▶ _TASK REQUIREMENTS_
With the first line below as the start and the line containing "target: man's hand" as the end, copy every line between them exactly, ends included.

▶ _DATA SECTION_
- Opening Delimiter -
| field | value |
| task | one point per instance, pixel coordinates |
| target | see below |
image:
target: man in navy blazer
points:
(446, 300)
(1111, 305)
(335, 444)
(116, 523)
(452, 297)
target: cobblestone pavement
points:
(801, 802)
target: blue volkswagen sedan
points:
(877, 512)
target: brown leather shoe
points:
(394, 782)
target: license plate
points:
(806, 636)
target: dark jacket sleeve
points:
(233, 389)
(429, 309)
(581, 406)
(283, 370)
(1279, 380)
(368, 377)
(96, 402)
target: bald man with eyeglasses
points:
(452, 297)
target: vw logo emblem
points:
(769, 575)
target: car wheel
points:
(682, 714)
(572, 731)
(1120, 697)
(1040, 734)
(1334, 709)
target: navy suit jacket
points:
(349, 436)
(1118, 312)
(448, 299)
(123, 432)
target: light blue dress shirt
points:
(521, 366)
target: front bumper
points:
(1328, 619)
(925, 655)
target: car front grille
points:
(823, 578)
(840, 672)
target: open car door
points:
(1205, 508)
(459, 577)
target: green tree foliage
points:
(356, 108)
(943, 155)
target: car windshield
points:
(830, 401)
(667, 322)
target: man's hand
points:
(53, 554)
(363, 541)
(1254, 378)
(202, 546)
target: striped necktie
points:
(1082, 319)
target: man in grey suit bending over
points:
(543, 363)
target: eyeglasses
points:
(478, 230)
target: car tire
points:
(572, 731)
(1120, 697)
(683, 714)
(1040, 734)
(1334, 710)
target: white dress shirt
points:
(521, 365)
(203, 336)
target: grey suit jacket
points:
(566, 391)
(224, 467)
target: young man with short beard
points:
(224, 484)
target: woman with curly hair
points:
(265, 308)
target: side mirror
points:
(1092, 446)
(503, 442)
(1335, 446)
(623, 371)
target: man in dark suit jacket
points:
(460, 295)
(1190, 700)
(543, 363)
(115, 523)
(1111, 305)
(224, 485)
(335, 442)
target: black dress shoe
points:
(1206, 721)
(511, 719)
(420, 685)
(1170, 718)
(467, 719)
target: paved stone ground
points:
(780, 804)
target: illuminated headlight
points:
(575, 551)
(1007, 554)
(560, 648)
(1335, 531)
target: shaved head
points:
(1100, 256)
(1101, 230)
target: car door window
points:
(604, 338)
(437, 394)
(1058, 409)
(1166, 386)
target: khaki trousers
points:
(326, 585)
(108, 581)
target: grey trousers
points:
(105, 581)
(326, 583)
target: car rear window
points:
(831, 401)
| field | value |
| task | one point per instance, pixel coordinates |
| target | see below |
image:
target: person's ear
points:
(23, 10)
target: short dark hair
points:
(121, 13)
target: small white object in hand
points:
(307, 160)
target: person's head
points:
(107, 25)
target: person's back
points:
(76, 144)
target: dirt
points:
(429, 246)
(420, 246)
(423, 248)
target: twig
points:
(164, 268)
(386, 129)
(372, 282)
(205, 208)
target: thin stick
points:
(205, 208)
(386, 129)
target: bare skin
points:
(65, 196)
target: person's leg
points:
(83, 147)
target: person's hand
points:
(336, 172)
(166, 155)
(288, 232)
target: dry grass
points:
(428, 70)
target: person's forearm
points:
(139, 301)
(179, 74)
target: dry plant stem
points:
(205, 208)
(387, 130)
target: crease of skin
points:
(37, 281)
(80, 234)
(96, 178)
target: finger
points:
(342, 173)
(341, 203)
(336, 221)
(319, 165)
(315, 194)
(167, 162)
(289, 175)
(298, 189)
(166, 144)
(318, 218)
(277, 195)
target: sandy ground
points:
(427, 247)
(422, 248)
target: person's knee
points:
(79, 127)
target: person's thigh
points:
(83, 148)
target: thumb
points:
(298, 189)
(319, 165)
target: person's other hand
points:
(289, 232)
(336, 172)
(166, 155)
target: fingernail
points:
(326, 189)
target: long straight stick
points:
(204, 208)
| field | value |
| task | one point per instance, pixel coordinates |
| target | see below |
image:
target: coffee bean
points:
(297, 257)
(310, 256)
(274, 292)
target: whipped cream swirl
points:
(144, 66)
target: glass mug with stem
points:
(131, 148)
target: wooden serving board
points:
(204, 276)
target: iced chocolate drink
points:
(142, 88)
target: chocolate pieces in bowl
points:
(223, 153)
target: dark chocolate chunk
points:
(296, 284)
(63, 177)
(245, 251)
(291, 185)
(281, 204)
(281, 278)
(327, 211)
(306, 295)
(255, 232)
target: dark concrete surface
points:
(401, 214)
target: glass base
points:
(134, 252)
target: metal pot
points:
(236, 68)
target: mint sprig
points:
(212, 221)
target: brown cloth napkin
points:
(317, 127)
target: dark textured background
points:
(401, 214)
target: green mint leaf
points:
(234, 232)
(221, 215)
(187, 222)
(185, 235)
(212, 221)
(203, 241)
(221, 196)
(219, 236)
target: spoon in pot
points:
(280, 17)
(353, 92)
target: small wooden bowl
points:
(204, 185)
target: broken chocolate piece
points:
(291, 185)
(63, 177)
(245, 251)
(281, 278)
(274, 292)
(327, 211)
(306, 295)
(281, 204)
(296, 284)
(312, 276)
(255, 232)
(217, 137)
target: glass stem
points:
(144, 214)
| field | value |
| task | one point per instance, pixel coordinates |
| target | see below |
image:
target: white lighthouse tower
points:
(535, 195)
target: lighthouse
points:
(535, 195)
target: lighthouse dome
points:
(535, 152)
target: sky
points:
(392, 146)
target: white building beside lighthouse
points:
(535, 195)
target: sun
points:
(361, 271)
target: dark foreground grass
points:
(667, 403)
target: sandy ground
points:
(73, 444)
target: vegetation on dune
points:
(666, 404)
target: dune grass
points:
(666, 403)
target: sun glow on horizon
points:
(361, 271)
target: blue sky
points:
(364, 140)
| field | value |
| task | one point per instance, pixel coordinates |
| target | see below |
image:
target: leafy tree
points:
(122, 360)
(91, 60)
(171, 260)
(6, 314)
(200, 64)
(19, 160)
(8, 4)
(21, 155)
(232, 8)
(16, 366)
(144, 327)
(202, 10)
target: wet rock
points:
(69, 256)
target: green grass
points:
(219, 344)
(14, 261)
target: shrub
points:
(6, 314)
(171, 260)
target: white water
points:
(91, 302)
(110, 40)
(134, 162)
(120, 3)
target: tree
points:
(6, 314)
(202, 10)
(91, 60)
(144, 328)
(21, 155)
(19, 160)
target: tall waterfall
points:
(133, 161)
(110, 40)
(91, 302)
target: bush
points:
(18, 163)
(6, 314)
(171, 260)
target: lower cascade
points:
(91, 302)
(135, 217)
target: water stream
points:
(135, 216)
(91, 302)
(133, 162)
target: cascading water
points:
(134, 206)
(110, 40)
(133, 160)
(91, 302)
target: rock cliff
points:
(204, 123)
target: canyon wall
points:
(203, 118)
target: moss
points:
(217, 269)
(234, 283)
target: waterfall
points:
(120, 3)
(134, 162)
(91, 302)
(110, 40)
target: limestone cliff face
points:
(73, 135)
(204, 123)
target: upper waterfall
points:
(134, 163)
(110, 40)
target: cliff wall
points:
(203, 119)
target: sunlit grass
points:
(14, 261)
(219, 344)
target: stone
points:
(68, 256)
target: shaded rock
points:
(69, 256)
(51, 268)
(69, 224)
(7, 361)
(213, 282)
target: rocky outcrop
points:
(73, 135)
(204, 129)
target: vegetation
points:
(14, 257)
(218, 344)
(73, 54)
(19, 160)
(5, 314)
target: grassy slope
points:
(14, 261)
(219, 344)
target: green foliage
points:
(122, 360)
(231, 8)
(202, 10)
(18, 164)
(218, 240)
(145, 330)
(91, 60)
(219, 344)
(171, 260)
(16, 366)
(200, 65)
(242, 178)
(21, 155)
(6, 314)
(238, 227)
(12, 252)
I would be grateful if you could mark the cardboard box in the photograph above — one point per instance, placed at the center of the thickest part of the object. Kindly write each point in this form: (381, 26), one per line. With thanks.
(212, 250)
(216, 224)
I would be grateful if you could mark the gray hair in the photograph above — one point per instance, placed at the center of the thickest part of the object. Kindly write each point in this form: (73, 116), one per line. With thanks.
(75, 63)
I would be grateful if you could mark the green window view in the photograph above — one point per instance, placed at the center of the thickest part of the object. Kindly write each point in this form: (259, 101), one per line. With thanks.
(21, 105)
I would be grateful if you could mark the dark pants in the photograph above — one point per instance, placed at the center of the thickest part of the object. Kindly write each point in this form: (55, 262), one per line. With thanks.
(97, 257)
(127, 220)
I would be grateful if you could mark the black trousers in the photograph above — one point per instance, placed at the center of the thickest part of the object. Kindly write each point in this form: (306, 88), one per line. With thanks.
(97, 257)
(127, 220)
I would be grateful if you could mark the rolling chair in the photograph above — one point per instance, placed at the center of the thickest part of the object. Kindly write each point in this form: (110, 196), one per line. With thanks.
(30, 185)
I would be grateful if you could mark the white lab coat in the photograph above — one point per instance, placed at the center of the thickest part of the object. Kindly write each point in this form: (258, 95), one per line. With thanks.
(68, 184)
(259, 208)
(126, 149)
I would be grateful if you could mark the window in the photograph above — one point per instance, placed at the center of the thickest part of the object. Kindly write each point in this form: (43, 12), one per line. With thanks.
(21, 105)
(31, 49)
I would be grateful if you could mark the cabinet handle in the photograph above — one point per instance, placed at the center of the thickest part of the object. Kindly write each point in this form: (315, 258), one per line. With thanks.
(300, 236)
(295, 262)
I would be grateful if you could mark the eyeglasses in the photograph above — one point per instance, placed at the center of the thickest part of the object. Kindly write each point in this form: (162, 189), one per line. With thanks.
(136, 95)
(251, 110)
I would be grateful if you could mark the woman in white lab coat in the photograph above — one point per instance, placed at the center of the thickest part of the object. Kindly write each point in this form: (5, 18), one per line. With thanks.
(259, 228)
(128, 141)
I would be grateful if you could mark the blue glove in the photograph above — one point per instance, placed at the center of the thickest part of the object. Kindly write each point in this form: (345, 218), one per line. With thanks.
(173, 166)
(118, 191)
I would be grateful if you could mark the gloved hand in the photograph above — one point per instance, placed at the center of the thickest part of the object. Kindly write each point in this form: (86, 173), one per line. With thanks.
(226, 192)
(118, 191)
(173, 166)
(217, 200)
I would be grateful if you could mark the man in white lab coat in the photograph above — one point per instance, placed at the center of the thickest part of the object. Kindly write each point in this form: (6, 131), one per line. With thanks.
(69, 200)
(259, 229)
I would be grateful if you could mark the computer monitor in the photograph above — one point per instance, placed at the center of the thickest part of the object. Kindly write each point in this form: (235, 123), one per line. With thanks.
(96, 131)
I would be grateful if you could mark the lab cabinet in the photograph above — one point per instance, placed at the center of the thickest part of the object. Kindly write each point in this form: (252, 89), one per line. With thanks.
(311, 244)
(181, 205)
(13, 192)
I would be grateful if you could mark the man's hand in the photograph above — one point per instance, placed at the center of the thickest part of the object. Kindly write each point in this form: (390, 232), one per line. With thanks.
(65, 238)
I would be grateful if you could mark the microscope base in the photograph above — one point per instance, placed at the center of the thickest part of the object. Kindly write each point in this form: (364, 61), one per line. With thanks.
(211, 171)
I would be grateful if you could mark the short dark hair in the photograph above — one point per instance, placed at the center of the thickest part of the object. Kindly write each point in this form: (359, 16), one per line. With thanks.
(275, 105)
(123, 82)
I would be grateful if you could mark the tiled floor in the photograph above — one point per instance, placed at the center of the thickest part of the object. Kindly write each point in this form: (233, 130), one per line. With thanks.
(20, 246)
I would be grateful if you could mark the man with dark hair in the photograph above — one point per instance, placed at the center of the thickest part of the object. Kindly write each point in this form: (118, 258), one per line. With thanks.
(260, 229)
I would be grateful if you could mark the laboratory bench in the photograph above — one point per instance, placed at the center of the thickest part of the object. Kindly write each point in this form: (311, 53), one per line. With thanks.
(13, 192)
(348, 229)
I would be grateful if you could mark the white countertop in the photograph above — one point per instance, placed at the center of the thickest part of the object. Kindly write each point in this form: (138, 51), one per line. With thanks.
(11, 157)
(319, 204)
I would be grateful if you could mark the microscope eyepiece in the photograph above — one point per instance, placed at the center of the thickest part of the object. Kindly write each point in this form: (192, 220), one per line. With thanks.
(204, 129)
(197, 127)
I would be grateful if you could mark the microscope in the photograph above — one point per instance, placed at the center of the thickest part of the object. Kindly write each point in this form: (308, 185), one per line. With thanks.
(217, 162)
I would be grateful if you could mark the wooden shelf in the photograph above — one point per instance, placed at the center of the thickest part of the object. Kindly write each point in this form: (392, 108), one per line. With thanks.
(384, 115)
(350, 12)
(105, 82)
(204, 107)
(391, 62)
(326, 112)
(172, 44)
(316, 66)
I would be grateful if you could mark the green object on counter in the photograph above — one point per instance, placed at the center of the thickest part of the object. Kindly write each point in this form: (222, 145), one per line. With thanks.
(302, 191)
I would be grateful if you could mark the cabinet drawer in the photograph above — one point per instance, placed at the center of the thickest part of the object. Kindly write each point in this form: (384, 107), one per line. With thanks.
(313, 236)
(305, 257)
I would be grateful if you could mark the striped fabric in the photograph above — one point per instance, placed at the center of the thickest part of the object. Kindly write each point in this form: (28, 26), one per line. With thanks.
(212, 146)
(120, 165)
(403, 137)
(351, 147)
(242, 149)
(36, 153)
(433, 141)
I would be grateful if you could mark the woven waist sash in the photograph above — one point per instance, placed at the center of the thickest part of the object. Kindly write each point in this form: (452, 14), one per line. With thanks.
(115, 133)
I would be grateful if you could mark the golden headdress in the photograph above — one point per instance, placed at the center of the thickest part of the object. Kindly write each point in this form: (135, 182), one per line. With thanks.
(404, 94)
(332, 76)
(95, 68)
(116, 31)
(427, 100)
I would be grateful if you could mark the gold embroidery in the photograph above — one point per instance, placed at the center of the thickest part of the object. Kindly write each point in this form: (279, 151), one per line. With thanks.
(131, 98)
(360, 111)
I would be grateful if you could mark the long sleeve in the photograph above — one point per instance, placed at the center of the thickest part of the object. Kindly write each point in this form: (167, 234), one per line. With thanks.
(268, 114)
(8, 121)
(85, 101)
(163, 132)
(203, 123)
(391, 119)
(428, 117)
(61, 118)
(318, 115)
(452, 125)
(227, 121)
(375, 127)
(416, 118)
- Closing Delimiter -
▶ _RESPONSE_
| field | value |
| task | one point per instance, pixel coordinates |
| target | see below |
image:
target: man in navy blazer
points:
(446, 300)
(1111, 305)
(335, 444)
(116, 523)
(452, 297)
target: cobblestone pavement
points:
(801, 802)
target: blue volkswagen sedan
points:
(877, 512)
target: brown leather shoe
points:
(394, 782)
target: license plate
points:
(806, 636)
target: dark jacket sleeve
points:
(233, 389)
(429, 309)
(581, 406)
(283, 370)
(1279, 380)
(368, 377)
(96, 402)
target: bald man with eyeglasses
points:
(452, 297)
target: vw logo emblem
points:
(769, 575)
target: car wheel
points:
(682, 714)
(572, 731)
(1120, 697)
(1040, 734)
(1334, 709)
target: navy suit jacket
points:
(349, 436)
(1118, 312)
(448, 299)
(123, 432)
target: light blue dress shirt
points:
(521, 366)
target: front bumper
points:
(1328, 619)
(925, 655)
target: car front grille
points:
(823, 578)
(840, 672)
target: open car door
points:
(1205, 508)
(459, 577)
target: green tree foliage
points:
(356, 108)
(943, 155)
target: car windshield
points:
(830, 401)
(667, 322)
target: man's hand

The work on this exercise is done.